Available data
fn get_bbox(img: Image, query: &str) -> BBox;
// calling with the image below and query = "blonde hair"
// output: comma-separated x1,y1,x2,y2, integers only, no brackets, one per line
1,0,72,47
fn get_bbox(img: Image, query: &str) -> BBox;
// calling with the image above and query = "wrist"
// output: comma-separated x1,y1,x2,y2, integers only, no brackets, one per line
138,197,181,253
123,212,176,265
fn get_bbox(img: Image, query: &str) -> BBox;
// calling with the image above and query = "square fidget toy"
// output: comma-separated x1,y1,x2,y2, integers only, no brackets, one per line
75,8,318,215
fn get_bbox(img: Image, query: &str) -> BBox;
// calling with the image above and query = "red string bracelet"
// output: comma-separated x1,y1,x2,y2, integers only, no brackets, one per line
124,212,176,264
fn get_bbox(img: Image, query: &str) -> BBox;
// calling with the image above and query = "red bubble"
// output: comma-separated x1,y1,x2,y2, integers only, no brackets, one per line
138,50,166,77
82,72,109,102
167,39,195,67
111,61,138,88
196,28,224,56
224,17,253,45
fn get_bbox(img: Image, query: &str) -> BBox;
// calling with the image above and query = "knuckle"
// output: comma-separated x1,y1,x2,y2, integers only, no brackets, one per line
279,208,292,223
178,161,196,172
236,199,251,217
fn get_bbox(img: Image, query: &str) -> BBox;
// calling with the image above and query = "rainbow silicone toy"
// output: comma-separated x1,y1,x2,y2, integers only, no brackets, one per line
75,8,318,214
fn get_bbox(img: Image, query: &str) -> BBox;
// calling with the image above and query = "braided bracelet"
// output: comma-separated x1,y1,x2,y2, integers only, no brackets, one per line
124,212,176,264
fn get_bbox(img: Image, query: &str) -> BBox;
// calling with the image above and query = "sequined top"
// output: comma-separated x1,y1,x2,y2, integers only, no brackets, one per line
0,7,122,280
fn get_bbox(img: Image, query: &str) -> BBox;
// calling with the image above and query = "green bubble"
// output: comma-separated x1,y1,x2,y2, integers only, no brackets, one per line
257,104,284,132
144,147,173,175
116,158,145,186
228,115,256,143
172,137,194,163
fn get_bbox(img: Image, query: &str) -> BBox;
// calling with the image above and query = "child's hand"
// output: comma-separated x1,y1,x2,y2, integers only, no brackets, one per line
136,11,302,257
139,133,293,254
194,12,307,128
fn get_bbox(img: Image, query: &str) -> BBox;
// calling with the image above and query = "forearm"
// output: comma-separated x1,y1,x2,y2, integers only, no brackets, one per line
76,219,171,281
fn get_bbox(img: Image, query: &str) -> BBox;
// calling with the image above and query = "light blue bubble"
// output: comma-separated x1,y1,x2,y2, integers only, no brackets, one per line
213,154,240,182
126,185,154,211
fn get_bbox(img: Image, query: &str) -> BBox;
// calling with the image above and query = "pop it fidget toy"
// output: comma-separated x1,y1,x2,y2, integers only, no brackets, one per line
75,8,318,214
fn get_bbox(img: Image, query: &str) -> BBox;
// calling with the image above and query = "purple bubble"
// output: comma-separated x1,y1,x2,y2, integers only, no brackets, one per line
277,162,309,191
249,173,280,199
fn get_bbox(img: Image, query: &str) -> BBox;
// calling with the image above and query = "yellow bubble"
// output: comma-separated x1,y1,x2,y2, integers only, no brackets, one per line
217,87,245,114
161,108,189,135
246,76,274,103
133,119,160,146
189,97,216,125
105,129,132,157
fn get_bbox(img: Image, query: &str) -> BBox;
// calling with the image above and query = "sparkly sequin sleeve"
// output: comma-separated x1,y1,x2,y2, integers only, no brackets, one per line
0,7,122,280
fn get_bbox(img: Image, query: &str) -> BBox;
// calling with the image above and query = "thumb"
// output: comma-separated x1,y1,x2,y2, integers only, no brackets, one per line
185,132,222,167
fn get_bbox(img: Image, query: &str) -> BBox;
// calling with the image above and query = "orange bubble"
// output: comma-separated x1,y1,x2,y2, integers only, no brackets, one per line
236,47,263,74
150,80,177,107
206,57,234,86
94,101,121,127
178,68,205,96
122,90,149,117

Work order
The whole listing is to be transcribed exactly.

Exercise output
fn get_bbox(img: Image, query: &str) -> BBox;
// calling with the image below and query = "blonde hair"
// output: comma-separated x1,y1,x2,y2, integers only, no brackets, one per line
1,0,72,47
fn get_bbox(img: Image, query: &str) -> BBox;
// calling with the image above and query = "wrist"
// output: comma-separated x1,y1,x2,y2, integers only, no brackets, one per line
138,197,181,253
123,212,176,265
fn get_bbox(img: Image, query: &str) -> BBox;
// calling with the image above and query = "square fidget toy"
// output: comma-separated x1,y1,x2,y2, integers only, no brackets, one per line
75,8,318,215
fn get_bbox(img: Image, query: &str) -> BBox;
// calling with the image above and query = "red string bracelet"
// output: comma-separated x1,y1,x2,y2, integers only, no brackets, one per line
124,212,176,264
fn get_bbox(img: Image, query: &str) -> BBox;
// calling with the image above and query = "red bubble"
// output: comma-separated x1,y1,x2,y2, integers only, no brackets, one per line
138,50,166,77
82,72,109,102
167,39,195,67
111,61,138,88
196,28,224,56
224,17,253,45
fn get_bbox(img: Image, query: &str) -> BBox;
// calling with the image above and query = "knuckle"
// output: comma-separated x1,y1,x2,y2, integers only, no brackets, one per line
279,208,292,223
178,161,196,172
236,199,251,217
fn get_bbox(img: Image, query: &str) -> BBox;
// calling with the image above and query = "rainbow silicone toy"
// output: comma-separated x1,y1,x2,y2, integers only, no brackets, one per line
75,8,318,214
fn get_bbox(img: Image, query: &str) -> BBox;
// calling with the image above and query = "braided bracelet"
// output: comma-separated x1,y1,x2,y2, integers only, no brackets, one per line
124,212,176,264
fn get_bbox(img: Image, query: &str) -> BBox;
// calling with the image above and query = "sequined top"
// output: comma-separated x1,y1,x2,y2, integers only, no brackets, one per line
0,7,122,280
fn get_bbox(img: Image, query: &str) -> BBox;
// calling with the image above and query = "green bubble"
// output: comma-separated x1,y1,x2,y2, integers only, no brackets, one per line
257,104,284,132
144,147,173,175
116,158,145,186
228,115,256,143
172,137,194,163
fn get_bbox(img: Image, query: &str) -> BBox;
// calling with the image above and query = "child's hand"
// output: comma-separated x1,y1,x2,y2, integers only, no brackets, one per line
136,11,302,257
139,133,293,254
194,12,307,128
fn get_bbox(img: Image, query: &str) -> BBox;
// calling with the image above and query = "forearm"
// output: comma-separated x1,y1,x2,y2, integers only, no brackets, one per line
76,219,171,281
fn get_bbox(img: Image, query: &str) -> BBox;
// calling with the image above and query = "light blue bubble"
// output: comma-separated x1,y1,x2,y2, integers only, no brackets, one per line
213,154,240,182
126,185,154,211
fn get_bbox(img: Image, query: &str) -> BBox;
// calling with the image above and query = "pop it fidget toy"
// output: comma-separated x1,y1,x2,y2, integers only, no brackets, one per line
75,8,318,214
fn get_bbox(img: Image, query: &str) -> BBox;
// calling with the image above and query = "purple bubble"
// output: comma-separated x1,y1,x2,y2, integers only, no brackets, one per line
277,162,309,191
249,173,280,199
fn get_bbox(img: Image, query: &str) -> BBox;
// calling with the image above and query = "yellow bubble"
// output: comma-separated x1,y1,x2,y2, integers only, no brackets, one per line
217,87,245,114
161,108,189,135
246,76,274,103
133,119,160,146
189,97,216,125
105,129,132,157
fn get_bbox(img: Image, query: &str) -> BBox;
// calling with the image above and query = "sparkly sequin sleeve"
// output: comma-separated x1,y1,x2,y2, integers only, no brackets, one per line
0,7,122,280
fn get_bbox(img: Image, query: &str) -> BBox;
// calling with the image above and query = "thumb"
// output: comma-separated x1,y1,x2,y2, integers only, no brackets, one per line
185,132,222,167
fn get_bbox(img: Image, query: &str) -> BBox;
// calling with the image above and query = "orange bubble"
// output: comma-separated x1,y1,x2,y2, integers only, no brackets, one per line
236,47,263,74
150,80,177,107
206,57,234,86
94,101,121,127
178,68,205,96
122,90,149,117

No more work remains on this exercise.